*** Opening EXTRACTED DATA ***

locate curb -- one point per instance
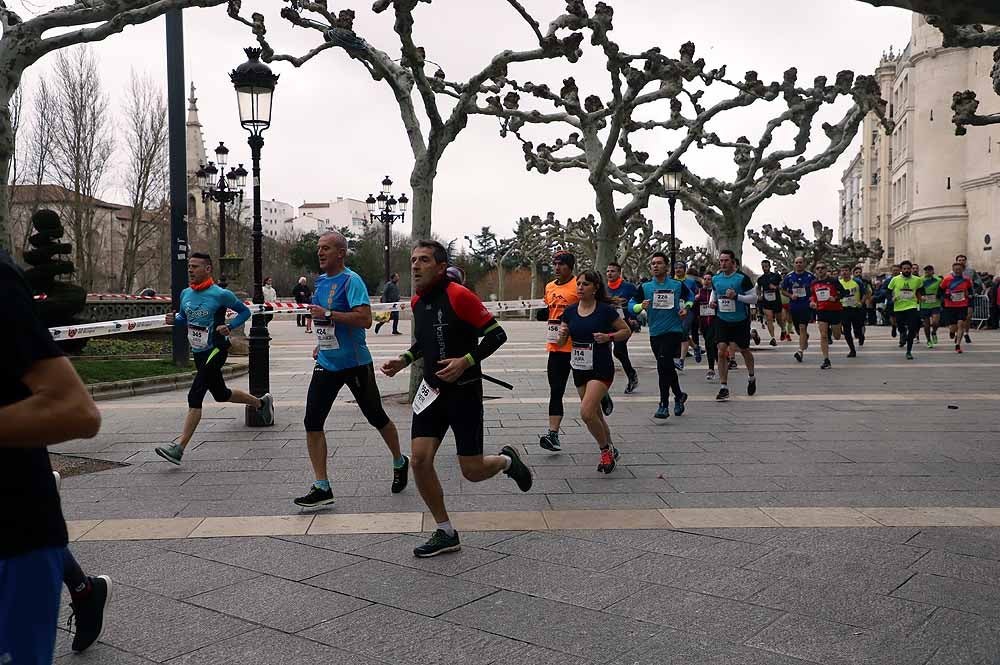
(157, 384)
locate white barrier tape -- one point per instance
(152, 322)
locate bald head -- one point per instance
(332, 251)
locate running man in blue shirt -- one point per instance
(341, 312)
(733, 293)
(203, 313)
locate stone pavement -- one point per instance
(860, 519)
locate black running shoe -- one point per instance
(607, 406)
(400, 476)
(518, 471)
(316, 497)
(550, 441)
(89, 613)
(439, 543)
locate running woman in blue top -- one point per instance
(341, 312)
(733, 293)
(203, 313)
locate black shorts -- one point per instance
(209, 378)
(461, 409)
(834, 318)
(323, 391)
(951, 316)
(803, 317)
(734, 332)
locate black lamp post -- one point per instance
(383, 209)
(672, 181)
(254, 82)
(224, 191)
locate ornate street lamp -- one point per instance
(224, 190)
(255, 82)
(672, 181)
(382, 208)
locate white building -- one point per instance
(344, 212)
(925, 192)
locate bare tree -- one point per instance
(410, 72)
(24, 42)
(145, 174)
(602, 131)
(83, 144)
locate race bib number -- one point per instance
(326, 336)
(425, 397)
(663, 300)
(583, 357)
(552, 333)
(197, 337)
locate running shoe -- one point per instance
(439, 543)
(400, 476)
(88, 613)
(607, 406)
(266, 410)
(518, 471)
(315, 498)
(608, 457)
(679, 404)
(171, 453)
(550, 441)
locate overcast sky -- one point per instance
(336, 132)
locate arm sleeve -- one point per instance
(242, 311)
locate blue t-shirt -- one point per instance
(793, 281)
(739, 282)
(203, 311)
(666, 299)
(582, 329)
(340, 293)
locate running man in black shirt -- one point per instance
(448, 321)
(42, 403)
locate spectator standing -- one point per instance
(390, 294)
(303, 296)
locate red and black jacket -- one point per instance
(448, 320)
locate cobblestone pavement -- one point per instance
(847, 516)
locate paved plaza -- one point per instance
(848, 516)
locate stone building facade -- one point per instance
(924, 192)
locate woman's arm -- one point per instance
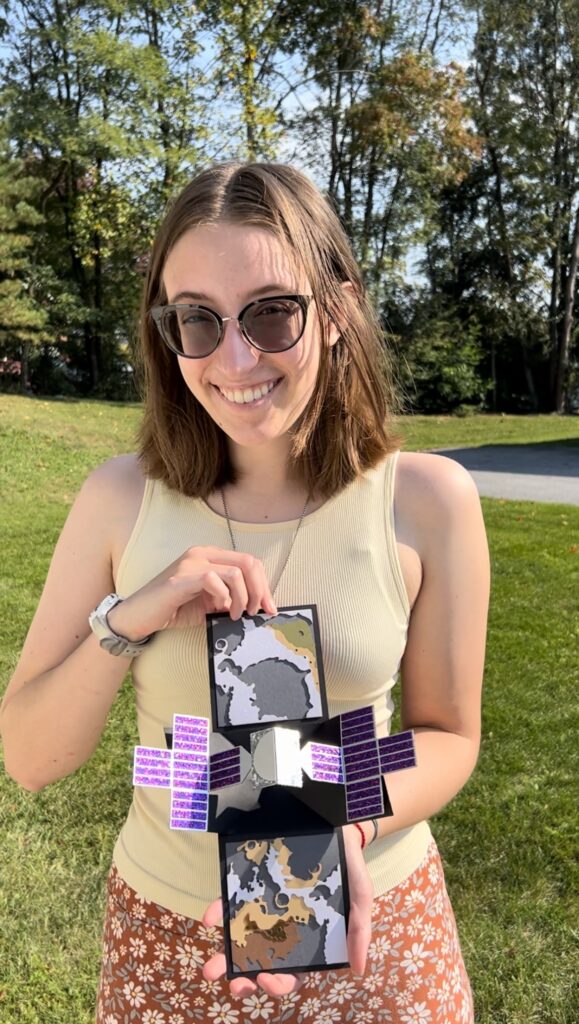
(443, 664)
(55, 706)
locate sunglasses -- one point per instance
(272, 325)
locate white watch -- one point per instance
(109, 640)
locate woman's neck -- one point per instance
(265, 489)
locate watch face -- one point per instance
(115, 645)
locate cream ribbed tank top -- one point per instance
(344, 560)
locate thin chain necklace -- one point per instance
(293, 540)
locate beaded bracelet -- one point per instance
(363, 834)
(361, 830)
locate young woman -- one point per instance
(267, 474)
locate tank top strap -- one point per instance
(389, 468)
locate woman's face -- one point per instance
(225, 266)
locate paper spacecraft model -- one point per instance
(276, 777)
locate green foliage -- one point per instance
(23, 317)
(439, 363)
(506, 841)
(470, 169)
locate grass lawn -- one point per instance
(507, 841)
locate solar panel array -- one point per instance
(362, 768)
(224, 768)
(326, 763)
(152, 767)
(190, 777)
(184, 770)
(397, 752)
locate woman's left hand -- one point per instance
(359, 931)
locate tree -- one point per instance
(526, 85)
(96, 100)
(23, 317)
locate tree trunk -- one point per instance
(565, 341)
(25, 368)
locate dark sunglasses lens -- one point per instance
(274, 326)
(191, 331)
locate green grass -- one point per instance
(507, 841)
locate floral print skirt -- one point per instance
(153, 961)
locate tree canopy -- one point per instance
(446, 135)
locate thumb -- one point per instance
(214, 913)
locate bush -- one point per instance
(438, 367)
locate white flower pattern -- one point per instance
(153, 962)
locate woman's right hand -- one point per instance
(201, 581)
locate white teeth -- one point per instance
(249, 394)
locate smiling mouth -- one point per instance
(247, 396)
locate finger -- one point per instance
(234, 579)
(279, 984)
(215, 968)
(212, 584)
(242, 986)
(214, 913)
(359, 936)
(259, 594)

*** Closing EXTRACTED DATA ***

● **WORK INSTRUCTION**
Give back an exact copy of the material above, omitting the pictures.

● **ANSWER BOX**
locate curb -- one point per instance
(157, 384)
locate white barrier tape -- one point per instance
(152, 322)
locate bald head -- one point per instance
(332, 251)
locate running man in blue shirt -- one point per instance
(341, 312)
(733, 293)
(203, 313)
locate stone pavement -- one point per instance
(860, 519)
locate black running shoe -- one point per instance
(607, 406)
(400, 476)
(518, 471)
(316, 497)
(550, 441)
(89, 613)
(439, 543)
locate running woman in blue top -- one point per instance
(341, 312)
(733, 293)
(203, 313)
locate black shorts -- one point per instance
(209, 378)
(461, 409)
(834, 318)
(323, 391)
(951, 316)
(803, 317)
(734, 332)
locate black lamp post -- one point per instance
(383, 209)
(672, 181)
(254, 82)
(224, 191)
locate ornate street lamp -- one point per instance
(224, 190)
(255, 82)
(672, 181)
(382, 208)
locate white building -- one point per instance
(344, 212)
(925, 192)
locate bare tree -- one point per instance
(410, 72)
(24, 42)
(145, 174)
(602, 131)
(83, 144)
locate race bib number -- one point per instance
(326, 336)
(425, 397)
(663, 300)
(583, 357)
(552, 333)
(197, 337)
locate running shoe -- one point per instance
(439, 543)
(400, 476)
(88, 613)
(607, 406)
(266, 410)
(518, 471)
(315, 498)
(608, 457)
(679, 404)
(171, 453)
(550, 441)
locate overcast sky -- one point per instance
(336, 132)
locate arm sleeve -- one point per instance
(242, 311)
locate blue t-shirt -- one point per instance
(793, 281)
(739, 282)
(203, 311)
(666, 299)
(582, 329)
(340, 293)
locate running man in black shirt -- one point per instance
(448, 321)
(42, 403)
locate spectator standing -- one point per instance
(390, 294)
(303, 296)
locate red and black jacket -- one point per instance
(448, 320)
locate cobblestone pavement -- one point per instance
(847, 516)
locate paved plaza -- one point per instance
(848, 516)
locate stone building facade -- one point per instance
(924, 192)
locate woman's arm -- one point per instance
(443, 664)
(55, 706)
locate sunglasses -- one point per instance
(272, 325)
locate white watch -- one point per instance
(109, 640)
locate woman's neck -- one point per instance
(265, 489)
locate watch face -- one point per instance
(115, 645)
locate cream ribbed tank top -- one point per instance
(344, 560)
locate thin chain necklace -- one point per instance
(293, 540)
locate beaded bracelet -- one point per instance
(363, 834)
(361, 830)
locate young woman -- one point per instance
(267, 474)
locate tank top strap -- one point per instance
(389, 468)
locate woman's face -- one point per instance
(225, 266)
locate paper spacecraft model -- one point per instance
(276, 777)
locate green foliage -- one point per instance
(23, 317)
(439, 363)
(506, 841)
(470, 169)
locate grass lawn -- one point per instance
(507, 841)
locate solar panel array -- one point per instance
(362, 768)
(224, 768)
(326, 763)
(152, 767)
(190, 777)
(184, 770)
(397, 752)
locate woman's left hand -- one point per instance
(359, 931)
locate tree -- one point per instance
(526, 85)
(96, 100)
(23, 317)
locate tree trunk -- one point per instance
(565, 341)
(25, 368)
locate dark sunglasses lens -- one point per instance
(274, 326)
(191, 331)
locate green grass -- one point per instance
(507, 841)
locate floral print skirt -- one point per instance
(153, 961)
locate tree canopy -- one point per instance
(446, 135)
locate thumb -- one point per instance
(214, 913)
locate bush -- one point per instance
(438, 367)
locate white flower pattern -- one point per instance
(153, 962)
locate woman's right hand -- one point per instance
(201, 581)
locate white teeth -- one point per instance
(249, 394)
locate smiling mouth -- one point per instance
(247, 396)
locate finger -- one point per instance
(234, 579)
(279, 984)
(215, 968)
(212, 584)
(242, 986)
(214, 913)
(359, 936)
(259, 594)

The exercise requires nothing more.